▸ THE PROBLEM
Copy out the rows verbatim, starting at the line that contains "mark each thin" and ending at the line that contains "xmin=398 ymin=161 xmax=423 ymax=338".

▸ EXTRACTED DATA
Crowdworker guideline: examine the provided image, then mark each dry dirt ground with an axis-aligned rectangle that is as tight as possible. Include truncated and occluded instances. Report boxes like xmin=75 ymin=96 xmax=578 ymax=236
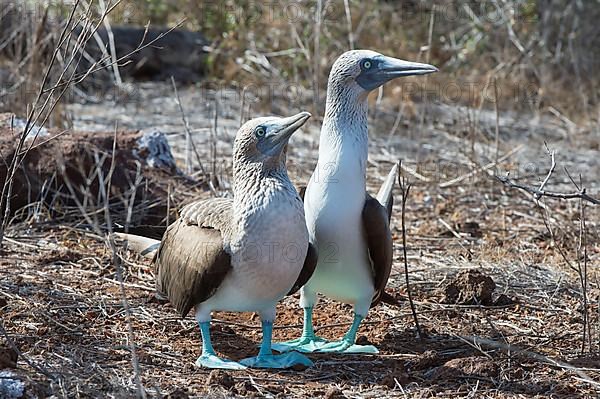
xmin=0 ymin=85 xmax=600 ymax=398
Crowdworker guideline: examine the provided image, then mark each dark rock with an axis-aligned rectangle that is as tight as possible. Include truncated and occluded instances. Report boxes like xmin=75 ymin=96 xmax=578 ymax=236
xmin=74 ymin=26 xmax=209 ymax=83
xmin=427 ymin=356 xmax=500 ymax=381
xmin=494 ymin=294 xmax=519 ymax=306
xmin=323 ymin=387 xmax=344 ymax=399
xmin=406 ymin=351 xmax=444 ymax=370
xmin=0 ymin=345 xmax=19 ymax=369
xmin=0 ymin=119 xmax=198 ymax=228
xmin=441 ymin=270 xmax=496 ymax=305
xmin=165 ymin=388 xmax=190 ymax=399
xmin=206 ymin=370 xmax=235 ymax=389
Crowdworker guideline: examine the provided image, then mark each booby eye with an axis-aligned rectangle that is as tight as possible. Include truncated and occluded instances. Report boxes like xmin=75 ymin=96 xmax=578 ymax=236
xmin=254 ymin=126 xmax=267 ymax=138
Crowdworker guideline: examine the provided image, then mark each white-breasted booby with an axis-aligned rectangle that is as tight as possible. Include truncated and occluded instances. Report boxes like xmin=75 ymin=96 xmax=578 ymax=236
xmin=273 ymin=50 xmax=437 ymax=353
xmin=120 ymin=112 xmax=316 ymax=369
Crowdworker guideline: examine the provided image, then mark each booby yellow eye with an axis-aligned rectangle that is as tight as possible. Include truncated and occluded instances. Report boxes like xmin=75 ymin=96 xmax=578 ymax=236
xmin=254 ymin=126 xmax=266 ymax=137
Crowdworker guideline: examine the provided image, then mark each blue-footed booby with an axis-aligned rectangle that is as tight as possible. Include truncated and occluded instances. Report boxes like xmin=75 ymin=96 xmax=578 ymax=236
xmin=114 ymin=112 xmax=316 ymax=369
xmin=273 ymin=50 xmax=437 ymax=353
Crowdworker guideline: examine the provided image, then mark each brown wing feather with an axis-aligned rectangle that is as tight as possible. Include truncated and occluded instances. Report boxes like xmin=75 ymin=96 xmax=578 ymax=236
xmin=288 ymin=243 xmax=318 ymax=295
xmin=362 ymin=194 xmax=394 ymax=306
xmin=154 ymin=199 xmax=231 ymax=316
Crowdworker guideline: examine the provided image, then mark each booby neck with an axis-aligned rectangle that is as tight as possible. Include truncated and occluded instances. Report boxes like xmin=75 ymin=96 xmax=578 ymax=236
xmin=319 ymin=84 xmax=369 ymax=187
xmin=233 ymin=160 xmax=297 ymax=215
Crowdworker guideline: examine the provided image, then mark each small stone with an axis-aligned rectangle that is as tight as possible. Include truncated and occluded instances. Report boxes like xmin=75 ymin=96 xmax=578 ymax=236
xmin=165 ymin=388 xmax=190 ymax=399
xmin=0 ymin=345 xmax=19 ymax=369
xmin=206 ymin=370 xmax=235 ymax=389
xmin=323 ymin=387 xmax=344 ymax=399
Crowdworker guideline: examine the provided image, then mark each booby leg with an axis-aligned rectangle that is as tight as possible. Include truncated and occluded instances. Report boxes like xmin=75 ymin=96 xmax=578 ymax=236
xmin=317 ymin=313 xmax=379 ymax=353
xmin=196 ymin=321 xmax=246 ymax=370
xmin=273 ymin=306 xmax=327 ymax=353
xmin=240 ymin=320 xmax=313 ymax=369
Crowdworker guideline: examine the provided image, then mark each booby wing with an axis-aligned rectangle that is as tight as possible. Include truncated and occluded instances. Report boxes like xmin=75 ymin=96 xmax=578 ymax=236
xmin=154 ymin=198 xmax=232 ymax=316
xmin=362 ymin=194 xmax=393 ymax=307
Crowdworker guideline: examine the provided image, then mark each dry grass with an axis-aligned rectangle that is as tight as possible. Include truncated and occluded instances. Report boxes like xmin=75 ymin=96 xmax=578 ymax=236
xmin=0 ymin=84 xmax=600 ymax=397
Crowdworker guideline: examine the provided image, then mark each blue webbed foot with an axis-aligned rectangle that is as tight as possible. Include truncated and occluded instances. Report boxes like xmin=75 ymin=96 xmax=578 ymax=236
xmin=273 ymin=335 xmax=328 ymax=353
xmin=316 ymin=339 xmax=379 ymax=354
xmin=196 ymin=354 xmax=246 ymax=370
xmin=240 ymin=352 xmax=313 ymax=369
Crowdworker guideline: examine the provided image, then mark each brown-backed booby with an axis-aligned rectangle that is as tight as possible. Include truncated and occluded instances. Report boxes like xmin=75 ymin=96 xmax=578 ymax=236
xmin=273 ymin=50 xmax=437 ymax=353
xmin=120 ymin=112 xmax=316 ymax=369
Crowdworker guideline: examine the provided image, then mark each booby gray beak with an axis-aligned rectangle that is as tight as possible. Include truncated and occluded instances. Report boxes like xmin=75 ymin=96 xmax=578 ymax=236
xmin=259 ymin=112 xmax=311 ymax=156
xmin=356 ymin=55 xmax=438 ymax=91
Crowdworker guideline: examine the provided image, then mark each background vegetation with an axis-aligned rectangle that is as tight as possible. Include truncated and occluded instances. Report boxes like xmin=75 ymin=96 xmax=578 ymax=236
xmin=0 ymin=0 xmax=600 ymax=122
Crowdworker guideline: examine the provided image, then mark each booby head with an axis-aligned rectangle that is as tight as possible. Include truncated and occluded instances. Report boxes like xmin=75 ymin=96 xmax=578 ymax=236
xmin=329 ymin=50 xmax=438 ymax=93
xmin=233 ymin=112 xmax=311 ymax=168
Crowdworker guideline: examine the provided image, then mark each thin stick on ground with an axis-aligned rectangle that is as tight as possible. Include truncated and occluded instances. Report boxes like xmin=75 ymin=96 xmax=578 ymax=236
xmin=398 ymin=161 xmax=423 ymax=338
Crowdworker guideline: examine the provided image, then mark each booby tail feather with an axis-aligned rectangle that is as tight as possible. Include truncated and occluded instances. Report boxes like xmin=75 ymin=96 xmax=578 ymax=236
xmin=114 ymin=233 xmax=160 ymax=259
xmin=377 ymin=163 xmax=398 ymax=221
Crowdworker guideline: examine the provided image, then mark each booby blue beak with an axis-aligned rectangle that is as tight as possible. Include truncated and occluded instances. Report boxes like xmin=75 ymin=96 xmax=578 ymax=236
xmin=257 ymin=112 xmax=311 ymax=156
xmin=356 ymin=55 xmax=438 ymax=91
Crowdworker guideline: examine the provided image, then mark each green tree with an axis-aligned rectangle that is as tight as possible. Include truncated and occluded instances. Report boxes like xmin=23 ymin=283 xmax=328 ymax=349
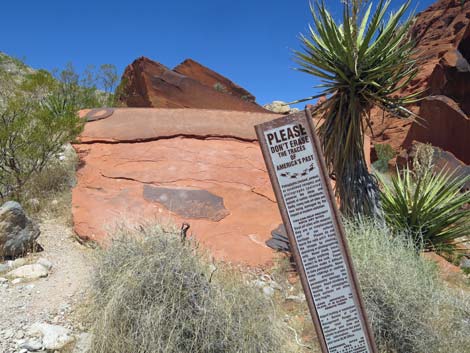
xmin=295 ymin=0 xmax=417 ymax=215
xmin=0 ymin=92 xmax=82 ymax=200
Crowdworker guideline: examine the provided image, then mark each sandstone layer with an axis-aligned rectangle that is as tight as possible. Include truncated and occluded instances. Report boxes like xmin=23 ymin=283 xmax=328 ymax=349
xmin=72 ymin=108 xmax=281 ymax=267
xmin=119 ymin=57 xmax=267 ymax=113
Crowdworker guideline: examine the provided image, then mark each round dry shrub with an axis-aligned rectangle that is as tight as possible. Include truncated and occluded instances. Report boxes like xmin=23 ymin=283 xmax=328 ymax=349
xmin=346 ymin=221 xmax=470 ymax=353
xmin=90 ymin=226 xmax=286 ymax=353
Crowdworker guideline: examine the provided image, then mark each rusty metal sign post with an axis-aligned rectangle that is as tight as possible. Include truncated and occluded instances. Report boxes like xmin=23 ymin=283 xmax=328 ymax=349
xmin=256 ymin=110 xmax=377 ymax=353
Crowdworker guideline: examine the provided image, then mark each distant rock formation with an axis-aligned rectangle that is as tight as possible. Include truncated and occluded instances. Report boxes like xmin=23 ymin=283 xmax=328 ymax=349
xmin=263 ymin=101 xmax=299 ymax=114
xmin=119 ymin=57 xmax=267 ymax=113
xmin=372 ymin=0 xmax=470 ymax=163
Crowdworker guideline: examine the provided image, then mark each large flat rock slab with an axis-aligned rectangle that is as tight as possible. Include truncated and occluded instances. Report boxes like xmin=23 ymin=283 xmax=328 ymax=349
xmin=72 ymin=108 xmax=281 ymax=267
xmin=80 ymin=108 xmax=279 ymax=143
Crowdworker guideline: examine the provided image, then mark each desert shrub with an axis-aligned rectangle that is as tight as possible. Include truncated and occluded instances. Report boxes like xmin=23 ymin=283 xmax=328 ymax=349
xmin=373 ymin=143 xmax=395 ymax=173
xmin=0 ymin=64 xmax=117 ymax=201
xmin=381 ymin=168 xmax=470 ymax=252
xmin=294 ymin=0 xmax=419 ymax=217
xmin=86 ymin=226 xmax=287 ymax=353
xmin=346 ymin=221 xmax=470 ymax=353
xmin=0 ymin=94 xmax=82 ymax=200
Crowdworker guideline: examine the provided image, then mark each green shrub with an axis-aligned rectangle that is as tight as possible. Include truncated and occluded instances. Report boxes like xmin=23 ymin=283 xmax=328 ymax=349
xmin=346 ymin=221 xmax=470 ymax=353
xmin=381 ymin=168 xmax=470 ymax=252
xmin=0 ymin=94 xmax=82 ymax=200
xmin=0 ymin=59 xmax=117 ymax=201
xmin=411 ymin=143 xmax=434 ymax=179
xmin=86 ymin=226 xmax=288 ymax=353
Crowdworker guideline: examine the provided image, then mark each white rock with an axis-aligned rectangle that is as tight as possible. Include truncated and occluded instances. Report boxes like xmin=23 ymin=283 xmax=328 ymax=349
xmin=263 ymin=101 xmax=291 ymax=114
xmin=72 ymin=332 xmax=93 ymax=353
xmin=0 ymin=263 xmax=11 ymax=273
xmin=29 ymin=323 xmax=74 ymax=350
xmin=15 ymin=330 xmax=24 ymax=339
xmin=286 ymin=295 xmax=305 ymax=303
xmin=7 ymin=264 xmax=48 ymax=279
xmin=20 ymin=340 xmax=42 ymax=352
xmin=253 ymin=279 xmax=266 ymax=288
xmin=36 ymin=257 xmax=52 ymax=270
xmin=8 ymin=257 xmax=27 ymax=269
xmin=3 ymin=329 xmax=15 ymax=339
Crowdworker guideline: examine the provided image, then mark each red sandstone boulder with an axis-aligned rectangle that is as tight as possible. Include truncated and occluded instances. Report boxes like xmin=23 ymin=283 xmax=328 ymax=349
xmin=404 ymin=96 xmax=470 ymax=164
xmin=173 ymin=59 xmax=256 ymax=103
xmin=72 ymin=108 xmax=281 ymax=266
xmin=371 ymin=0 xmax=470 ymax=163
xmin=119 ymin=57 xmax=266 ymax=113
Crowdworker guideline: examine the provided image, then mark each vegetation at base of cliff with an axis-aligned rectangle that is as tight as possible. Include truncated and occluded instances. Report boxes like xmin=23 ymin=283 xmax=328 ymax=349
xmin=295 ymin=0 xmax=418 ymax=216
xmin=345 ymin=221 xmax=470 ymax=353
xmin=86 ymin=226 xmax=295 ymax=353
xmin=381 ymin=168 xmax=470 ymax=252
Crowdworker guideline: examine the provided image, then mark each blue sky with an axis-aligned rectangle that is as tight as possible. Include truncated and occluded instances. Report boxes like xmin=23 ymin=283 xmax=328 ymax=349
xmin=0 ymin=0 xmax=433 ymax=104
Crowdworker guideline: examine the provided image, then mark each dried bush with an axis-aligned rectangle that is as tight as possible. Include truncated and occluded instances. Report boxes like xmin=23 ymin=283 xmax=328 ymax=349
xmin=91 ymin=226 xmax=290 ymax=353
xmin=346 ymin=221 xmax=470 ymax=353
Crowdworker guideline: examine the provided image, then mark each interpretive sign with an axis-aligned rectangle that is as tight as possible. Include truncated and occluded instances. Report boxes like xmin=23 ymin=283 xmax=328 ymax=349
xmin=256 ymin=110 xmax=377 ymax=353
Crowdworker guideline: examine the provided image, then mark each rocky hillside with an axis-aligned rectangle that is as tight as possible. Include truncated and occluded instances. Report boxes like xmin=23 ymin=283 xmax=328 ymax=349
xmin=373 ymin=0 xmax=470 ymax=164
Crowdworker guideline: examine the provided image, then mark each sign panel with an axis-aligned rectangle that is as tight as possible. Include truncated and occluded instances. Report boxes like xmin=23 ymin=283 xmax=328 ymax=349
xmin=256 ymin=111 xmax=376 ymax=353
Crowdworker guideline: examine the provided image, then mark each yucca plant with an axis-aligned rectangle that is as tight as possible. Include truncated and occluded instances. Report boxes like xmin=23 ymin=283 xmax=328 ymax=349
xmin=295 ymin=0 xmax=418 ymax=215
xmin=381 ymin=168 xmax=470 ymax=252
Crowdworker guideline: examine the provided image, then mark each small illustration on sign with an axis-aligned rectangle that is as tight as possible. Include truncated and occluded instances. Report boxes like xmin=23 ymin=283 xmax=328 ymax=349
xmin=256 ymin=111 xmax=376 ymax=353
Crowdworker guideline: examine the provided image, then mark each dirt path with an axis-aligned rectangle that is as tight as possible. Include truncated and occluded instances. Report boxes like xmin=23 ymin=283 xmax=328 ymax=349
xmin=0 ymin=220 xmax=93 ymax=353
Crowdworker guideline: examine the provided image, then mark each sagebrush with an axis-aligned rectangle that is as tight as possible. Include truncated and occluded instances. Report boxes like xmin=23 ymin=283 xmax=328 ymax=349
xmin=346 ymin=221 xmax=470 ymax=353
xmin=91 ymin=226 xmax=291 ymax=353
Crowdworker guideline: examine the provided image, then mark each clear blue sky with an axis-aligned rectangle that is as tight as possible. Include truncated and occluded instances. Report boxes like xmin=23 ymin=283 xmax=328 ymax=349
xmin=0 ymin=0 xmax=433 ymax=104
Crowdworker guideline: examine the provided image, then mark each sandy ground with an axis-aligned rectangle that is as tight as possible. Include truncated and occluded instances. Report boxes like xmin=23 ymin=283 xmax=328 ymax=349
xmin=0 ymin=220 xmax=93 ymax=353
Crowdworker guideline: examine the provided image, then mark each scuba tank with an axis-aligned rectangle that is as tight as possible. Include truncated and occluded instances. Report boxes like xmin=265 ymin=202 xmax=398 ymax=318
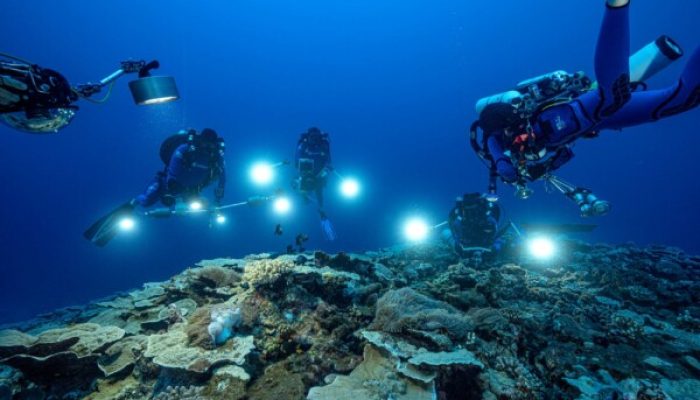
xmin=476 ymin=71 xmax=591 ymax=119
xmin=159 ymin=129 xmax=196 ymax=165
xmin=476 ymin=90 xmax=523 ymax=114
xmin=469 ymin=35 xmax=683 ymax=201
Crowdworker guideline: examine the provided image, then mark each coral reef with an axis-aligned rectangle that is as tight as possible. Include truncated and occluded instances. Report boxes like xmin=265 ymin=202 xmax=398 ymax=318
xmin=0 ymin=241 xmax=700 ymax=400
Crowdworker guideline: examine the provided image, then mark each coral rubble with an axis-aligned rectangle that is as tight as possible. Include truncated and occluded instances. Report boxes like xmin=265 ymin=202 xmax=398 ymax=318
xmin=0 ymin=241 xmax=700 ymax=400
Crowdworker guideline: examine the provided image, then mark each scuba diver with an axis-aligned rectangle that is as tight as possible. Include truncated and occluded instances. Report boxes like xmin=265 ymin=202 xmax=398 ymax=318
xmin=444 ymin=193 xmax=507 ymax=258
xmin=0 ymin=53 xmax=179 ymax=133
xmin=293 ymin=127 xmax=336 ymax=240
xmin=84 ymin=128 xmax=226 ymax=246
xmin=470 ymin=0 xmax=700 ymax=216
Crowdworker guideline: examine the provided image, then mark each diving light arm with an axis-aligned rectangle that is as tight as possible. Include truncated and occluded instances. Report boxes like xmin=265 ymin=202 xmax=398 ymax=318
xmin=74 ymin=60 xmax=154 ymax=97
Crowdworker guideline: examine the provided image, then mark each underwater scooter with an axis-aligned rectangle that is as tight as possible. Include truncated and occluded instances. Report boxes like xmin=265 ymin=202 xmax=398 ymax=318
xmin=0 ymin=53 xmax=180 ymax=134
xmin=83 ymin=192 xmax=291 ymax=247
xmin=469 ymin=35 xmax=683 ymax=211
xmin=143 ymin=194 xmax=284 ymax=227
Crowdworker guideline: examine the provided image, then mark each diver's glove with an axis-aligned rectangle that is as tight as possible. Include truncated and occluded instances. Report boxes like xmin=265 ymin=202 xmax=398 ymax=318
xmin=567 ymin=188 xmax=610 ymax=217
xmin=214 ymin=187 xmax=224 ymax=202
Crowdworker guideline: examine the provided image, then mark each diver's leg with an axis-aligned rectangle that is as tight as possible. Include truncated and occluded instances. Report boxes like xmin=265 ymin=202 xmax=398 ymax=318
xmin=136 ymin=172 xmax=165 ymax=207
xmin=599 ymin=48 xmax=700 ymax=129
xmin=587 ymin=0 xmax=631 ymax=120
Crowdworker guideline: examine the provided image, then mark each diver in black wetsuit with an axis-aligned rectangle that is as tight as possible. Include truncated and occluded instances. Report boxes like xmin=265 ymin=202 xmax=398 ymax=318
xmin=294 ymin=127 xmax=336 ymax=240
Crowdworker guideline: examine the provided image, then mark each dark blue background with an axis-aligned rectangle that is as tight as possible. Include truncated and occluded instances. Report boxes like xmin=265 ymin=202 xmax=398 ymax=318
xmin=0 ymin=0 xmax=700 ymax=321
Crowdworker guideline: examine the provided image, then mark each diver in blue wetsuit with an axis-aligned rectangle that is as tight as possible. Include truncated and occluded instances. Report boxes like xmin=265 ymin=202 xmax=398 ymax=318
xmin=294 ymin=127 xmax=335 ymax=240
xmin=83 ymin=129 xmax=226 ymax=247
xmin=471 ymin=0 xmax=700 ymax=216
xmin=135 ymin=128 xmax=226 ymax=207
xmin=445 ymin=193 xmax=501 ymax=258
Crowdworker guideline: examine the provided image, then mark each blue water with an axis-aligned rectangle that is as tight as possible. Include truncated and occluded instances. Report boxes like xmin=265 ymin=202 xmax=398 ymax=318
xmin=0 ymin=0 xmax=700 ymax=322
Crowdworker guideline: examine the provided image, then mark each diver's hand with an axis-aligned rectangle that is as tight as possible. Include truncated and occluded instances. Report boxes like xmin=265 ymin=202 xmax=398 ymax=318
xmin=0 ymin=76 xmax=28 ymax=106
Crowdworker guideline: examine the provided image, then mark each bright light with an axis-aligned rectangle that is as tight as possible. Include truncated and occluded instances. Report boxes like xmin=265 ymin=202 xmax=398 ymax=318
xmin=273 ymin=197 xmax=292 ymax=214
xmin=250 ymin=162 xmax=275 ymax=185
xmin=527 ymin=237 xmax=556 ymax=260
xmin=119 ymin=217 xmax=136 ymax=231
xmin=340 ymin=178 xmax=360 ymax=198
xmin=403 ymin=218 xmax=430 ymax=242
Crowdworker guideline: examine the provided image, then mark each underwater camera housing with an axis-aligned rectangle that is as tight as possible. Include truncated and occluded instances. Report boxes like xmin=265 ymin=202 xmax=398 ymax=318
xmin=299 ymin=158 xmax=315 ymax=176
xmin=0 ymin=106 xmax=78 ymax=134
xmin=129 ymin=60 xmax=180 ymax=105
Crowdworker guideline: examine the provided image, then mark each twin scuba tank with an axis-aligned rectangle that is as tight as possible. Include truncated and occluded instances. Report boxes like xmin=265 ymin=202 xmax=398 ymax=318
xmin=476 ymin=35 xmax=683 ymax=124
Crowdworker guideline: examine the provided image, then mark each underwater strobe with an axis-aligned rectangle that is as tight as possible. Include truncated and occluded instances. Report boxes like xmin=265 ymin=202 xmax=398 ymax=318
xmin=129 ymin=60 xmax=180 ymax=105
xmin=74 ymin=60 xmax=180 ymax=105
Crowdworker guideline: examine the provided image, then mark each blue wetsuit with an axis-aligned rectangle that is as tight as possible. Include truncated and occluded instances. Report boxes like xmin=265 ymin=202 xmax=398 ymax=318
xmin=136 ymin=144 xmax=226 ymax=207
xmin=487 ymin=5 xmax=700 ymax=183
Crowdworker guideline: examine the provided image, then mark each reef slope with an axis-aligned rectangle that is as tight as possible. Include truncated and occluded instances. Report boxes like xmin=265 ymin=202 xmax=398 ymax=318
xmin=0 ymin=241 xmax=700 ymax=400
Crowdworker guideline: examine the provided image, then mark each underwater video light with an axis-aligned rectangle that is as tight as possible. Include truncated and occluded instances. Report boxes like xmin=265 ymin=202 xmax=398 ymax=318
xmin=119 ymin=217 xmax=136 ymax=231
xmin=404 ymin=218 xmax=430 ymax=242
xmin=250 ymin=162 xmax=275 ymax=186
xmin=216 ymin=214 xmax=226 ymax=225
xmin=340 ymin=178 xmax=360 ymax=199
xmin=129 ymin=61 xmax=180 ymax=105
xmin=273 ymin=197 xmax=292 ymax=214
xmin=527 ymin=236 xmax=556 ymax=261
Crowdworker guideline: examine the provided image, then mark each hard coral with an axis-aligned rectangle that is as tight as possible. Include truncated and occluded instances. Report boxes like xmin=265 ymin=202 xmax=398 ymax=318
xmin=369 ymin=288 xmax=472 ymax=339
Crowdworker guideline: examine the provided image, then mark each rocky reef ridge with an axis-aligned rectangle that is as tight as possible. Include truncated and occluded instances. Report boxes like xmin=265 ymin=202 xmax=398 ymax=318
xmin=0 ymin=241 xmax=700 ymax=400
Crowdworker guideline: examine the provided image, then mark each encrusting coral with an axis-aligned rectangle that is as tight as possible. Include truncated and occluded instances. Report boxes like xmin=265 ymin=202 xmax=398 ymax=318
xmin=0 ymin=241 xmax=700 ymax=400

▸ TASK OUTPUT
Crowdworker guideline: examine the provided image, then mark each thin stick on ground with an axis-aligned rectangle that is as tight as possible. Include truncated and occluded instances. Report boxes like xmin=75 ymin=96 xmax=578 ymax=236
xmin=398 ymin=161 xmax=423 ymax=338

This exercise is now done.